**Text passage:**
_ _ _ _ _

Before proceeding with the restore operation, stop the PostgreSQL server.
[root@sre-em ~]# systemctl stop sre
[root@sre-em ~]# systemctl stop postgresql-14
As postgres user, delete the data into the PostgreSQL root directory /var/lib/pgsql/14/data/.
[root@sre-em ~]# rm -rf /var/lib/pgsql/14/data/*
Then in each of these directories, gunzip the corresponding file, as user postgres.
[root@sre-em ~]# su - postgres
-bash-4.1$ cd /var/lib/pgsql/14/data/
-bash-4.1$ tar -zxvf /var/lib/pgsql/backup-20230212/base.tar.gz
Restart the PostgreSQL cluster and the sre software.
[root@sre-em ~]# systemctl start postgresql-14
[root@sre-em ~]# systemctl start sre
Database Dumps
Database dumps can be performed on a running system. They can also be restored on a live system and the replication will pick up the modifications and stream them to the standby servers.
These dumps are performed automatically but can also be performed manually.
Backup Procedure
The backup can be performed by executing the pg_dump command and indicating the DB name to dump. This DB can either be the system DB (sre) holding the system configuration or a service DB (<service-name> suffixed with _a or _b, depending on the version).
In this example, a backup of the DB mix_a (i.e. service mix, version A) is performed and stored in the file /data/sre/backup/ em1/db/dump/manual_backup:
[root@sre-em ~]# pg_dump -h <master EM ip address> -U repmgr -c mix_a > /data/sre/backup/em1/db/dump/manual_backup
The produced file contains the list of SQL statements to remove the current schema, create a new one and insert the data.

_ _ _ _ _

**Task description:**
Reproduce the PostgreSQL restore and database dump passage above in full, word for word.

_ _ _ _ _

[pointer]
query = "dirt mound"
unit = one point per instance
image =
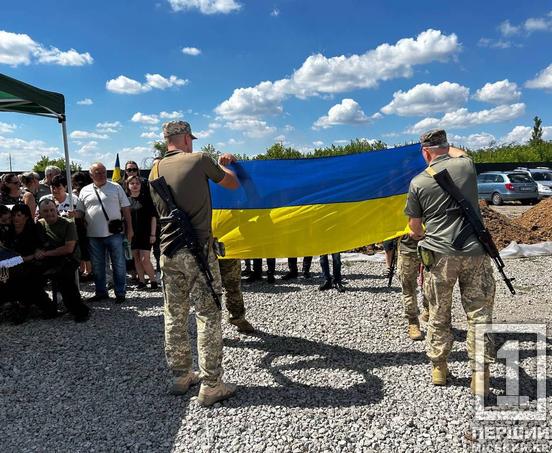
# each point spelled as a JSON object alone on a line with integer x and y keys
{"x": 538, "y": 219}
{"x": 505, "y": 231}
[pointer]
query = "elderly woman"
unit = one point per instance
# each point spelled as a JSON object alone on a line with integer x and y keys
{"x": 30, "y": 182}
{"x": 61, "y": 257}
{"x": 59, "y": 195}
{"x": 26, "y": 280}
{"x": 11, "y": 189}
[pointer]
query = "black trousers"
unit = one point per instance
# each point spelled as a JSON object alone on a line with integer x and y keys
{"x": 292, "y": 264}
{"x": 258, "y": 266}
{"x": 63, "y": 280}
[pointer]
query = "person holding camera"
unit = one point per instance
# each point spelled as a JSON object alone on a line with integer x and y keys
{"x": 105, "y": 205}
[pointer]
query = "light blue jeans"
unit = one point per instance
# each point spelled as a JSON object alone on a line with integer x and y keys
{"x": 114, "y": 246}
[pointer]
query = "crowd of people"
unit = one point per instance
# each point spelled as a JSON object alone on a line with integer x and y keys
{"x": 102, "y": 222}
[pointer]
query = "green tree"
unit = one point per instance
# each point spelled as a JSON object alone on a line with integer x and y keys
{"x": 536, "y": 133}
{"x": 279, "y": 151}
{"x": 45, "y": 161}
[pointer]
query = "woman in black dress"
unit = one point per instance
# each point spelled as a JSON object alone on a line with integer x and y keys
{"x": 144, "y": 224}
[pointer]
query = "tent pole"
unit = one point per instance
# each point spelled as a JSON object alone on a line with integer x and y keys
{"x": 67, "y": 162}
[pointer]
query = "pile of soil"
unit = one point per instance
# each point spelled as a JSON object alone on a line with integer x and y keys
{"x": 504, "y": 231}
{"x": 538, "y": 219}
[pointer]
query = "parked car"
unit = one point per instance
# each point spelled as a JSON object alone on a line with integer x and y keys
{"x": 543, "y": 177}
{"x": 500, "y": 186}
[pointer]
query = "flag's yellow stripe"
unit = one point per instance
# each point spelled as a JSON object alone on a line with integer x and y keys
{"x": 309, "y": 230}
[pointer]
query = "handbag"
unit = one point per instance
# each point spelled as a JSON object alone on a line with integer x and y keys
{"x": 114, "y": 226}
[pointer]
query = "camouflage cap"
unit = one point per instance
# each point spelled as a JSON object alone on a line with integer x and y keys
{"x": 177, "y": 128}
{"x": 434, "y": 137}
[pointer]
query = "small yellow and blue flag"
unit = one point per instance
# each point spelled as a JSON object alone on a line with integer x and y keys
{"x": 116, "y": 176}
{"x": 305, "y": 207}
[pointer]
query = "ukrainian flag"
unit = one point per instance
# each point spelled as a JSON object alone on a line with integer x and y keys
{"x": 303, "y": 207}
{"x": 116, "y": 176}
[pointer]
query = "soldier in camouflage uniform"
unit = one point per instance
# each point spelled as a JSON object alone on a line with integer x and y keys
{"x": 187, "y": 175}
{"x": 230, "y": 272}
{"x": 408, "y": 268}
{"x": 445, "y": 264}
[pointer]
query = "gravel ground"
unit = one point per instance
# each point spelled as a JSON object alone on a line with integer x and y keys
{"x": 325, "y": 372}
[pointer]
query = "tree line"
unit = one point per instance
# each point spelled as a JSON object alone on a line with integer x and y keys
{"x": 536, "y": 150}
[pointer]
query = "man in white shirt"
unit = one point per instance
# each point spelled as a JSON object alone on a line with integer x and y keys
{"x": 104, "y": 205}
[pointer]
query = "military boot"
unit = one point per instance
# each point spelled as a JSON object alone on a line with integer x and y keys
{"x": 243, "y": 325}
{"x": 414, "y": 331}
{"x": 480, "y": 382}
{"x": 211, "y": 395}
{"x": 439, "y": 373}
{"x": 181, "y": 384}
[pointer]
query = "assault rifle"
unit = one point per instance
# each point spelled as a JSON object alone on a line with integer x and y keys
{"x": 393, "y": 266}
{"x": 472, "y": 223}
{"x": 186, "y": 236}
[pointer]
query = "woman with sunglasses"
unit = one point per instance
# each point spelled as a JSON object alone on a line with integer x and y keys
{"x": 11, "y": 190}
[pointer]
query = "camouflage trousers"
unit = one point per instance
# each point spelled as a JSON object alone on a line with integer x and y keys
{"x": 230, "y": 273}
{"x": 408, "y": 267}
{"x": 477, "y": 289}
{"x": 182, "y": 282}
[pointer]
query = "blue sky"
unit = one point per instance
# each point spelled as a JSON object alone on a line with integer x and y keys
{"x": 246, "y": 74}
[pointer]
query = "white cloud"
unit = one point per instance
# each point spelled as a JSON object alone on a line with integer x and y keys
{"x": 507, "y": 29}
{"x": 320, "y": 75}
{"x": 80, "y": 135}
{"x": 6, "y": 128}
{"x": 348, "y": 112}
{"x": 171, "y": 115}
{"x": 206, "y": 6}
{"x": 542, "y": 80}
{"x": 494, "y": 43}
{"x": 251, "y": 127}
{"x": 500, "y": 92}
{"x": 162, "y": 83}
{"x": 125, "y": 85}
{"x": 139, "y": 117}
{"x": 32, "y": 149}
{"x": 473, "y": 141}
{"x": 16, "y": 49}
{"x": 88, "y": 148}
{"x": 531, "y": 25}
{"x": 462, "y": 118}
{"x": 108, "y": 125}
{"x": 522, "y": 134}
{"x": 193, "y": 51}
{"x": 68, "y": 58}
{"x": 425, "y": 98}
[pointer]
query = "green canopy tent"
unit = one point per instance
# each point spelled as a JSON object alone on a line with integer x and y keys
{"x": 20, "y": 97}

_ _ _ _ _

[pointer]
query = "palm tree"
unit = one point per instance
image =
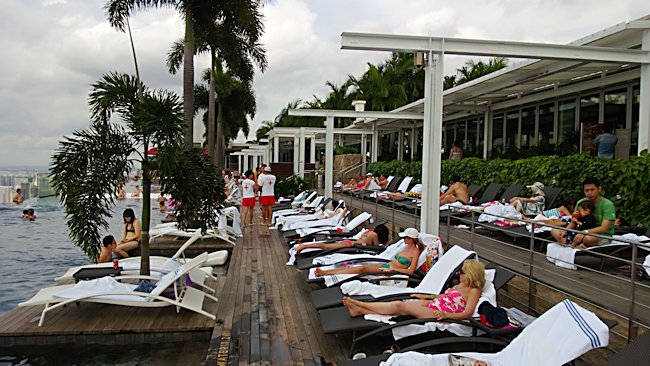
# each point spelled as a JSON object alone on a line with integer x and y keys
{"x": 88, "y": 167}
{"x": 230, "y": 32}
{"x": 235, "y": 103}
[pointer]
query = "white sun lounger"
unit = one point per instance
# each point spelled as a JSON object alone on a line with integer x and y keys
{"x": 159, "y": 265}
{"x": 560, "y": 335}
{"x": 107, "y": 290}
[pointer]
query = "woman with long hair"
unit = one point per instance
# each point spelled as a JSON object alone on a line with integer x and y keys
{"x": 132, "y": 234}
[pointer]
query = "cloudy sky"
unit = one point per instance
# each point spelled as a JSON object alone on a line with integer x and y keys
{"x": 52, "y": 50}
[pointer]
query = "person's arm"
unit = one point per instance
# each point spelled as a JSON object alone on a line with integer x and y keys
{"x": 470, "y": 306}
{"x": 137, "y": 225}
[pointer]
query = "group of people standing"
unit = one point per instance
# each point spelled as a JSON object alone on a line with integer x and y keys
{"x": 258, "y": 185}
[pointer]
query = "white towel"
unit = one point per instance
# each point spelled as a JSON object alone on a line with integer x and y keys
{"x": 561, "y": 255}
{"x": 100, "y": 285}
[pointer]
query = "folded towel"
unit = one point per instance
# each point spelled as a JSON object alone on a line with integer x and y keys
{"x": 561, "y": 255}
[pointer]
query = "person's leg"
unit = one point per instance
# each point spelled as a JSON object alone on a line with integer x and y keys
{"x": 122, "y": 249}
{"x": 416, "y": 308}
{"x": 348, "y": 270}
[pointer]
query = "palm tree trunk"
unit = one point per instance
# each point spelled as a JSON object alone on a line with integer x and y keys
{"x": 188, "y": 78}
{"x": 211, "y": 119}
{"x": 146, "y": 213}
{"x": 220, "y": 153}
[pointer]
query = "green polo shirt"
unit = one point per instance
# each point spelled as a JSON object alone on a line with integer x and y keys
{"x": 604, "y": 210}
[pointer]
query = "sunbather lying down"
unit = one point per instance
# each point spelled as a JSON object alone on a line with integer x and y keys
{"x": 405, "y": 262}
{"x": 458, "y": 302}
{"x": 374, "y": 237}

_ _ _ _ _

**Written solution:**
Before proceeding with the restore operation, stop the PostgreSQL server.
[root@sre-em ~]# systemctl stop sre
[root@sre-em ~]# systemctl stop postgresql-14
As postgres user, delete the data into the PostgreSQL root directory /var/lib/pgsql/14/data/.
[root@sre-em ~]# rm -rf /var/lib/pgsql/14/data/*
Then in each of these directories, gunzip the corresponding file, as user postgres.
[root@sre-em ~]# su - postgres
-bash-4.1$ cd /var/lib/pgsql/14/data/
-bash-4.1$ tar -zxvf /var/lib/pgsql/backup-20230212/base.tar.gz
Restart the PostgreSQL cluster and the sre software.
[root@sre-em ~]# systemctl start postgresql-14
[root@sre-em ~]# systemctl start sre
Database Dumps
Database dumps can be performed on a running system. They can also be restored on a live system and the replication will pick up the modifications and stream them to the standby servers.
These dumps are performed automatically but can also be performed manually.
Backup Procedure
The backup can be performed by executing the pg_dump command and indicating the DB name to dump. This DB can either be the system DB (sre) holding the system configuration or a service DB (<service-name> suffixed with _a or _b, depending on the version).
In this example, a backup of the DB mix_a (i.e. service mix, version A) is performed and stored in the file /data/sre/backup/ em1/db/dump/manual_backup:
[root@sre-em ~]# pg_dump -h <master EM ip address> -U repmgr -c mix_a > /data/sre/backup/em1/db/dump/manual_backup
The produced file contains the list of SQL statements to remove the current schema, create a new one and insert the data.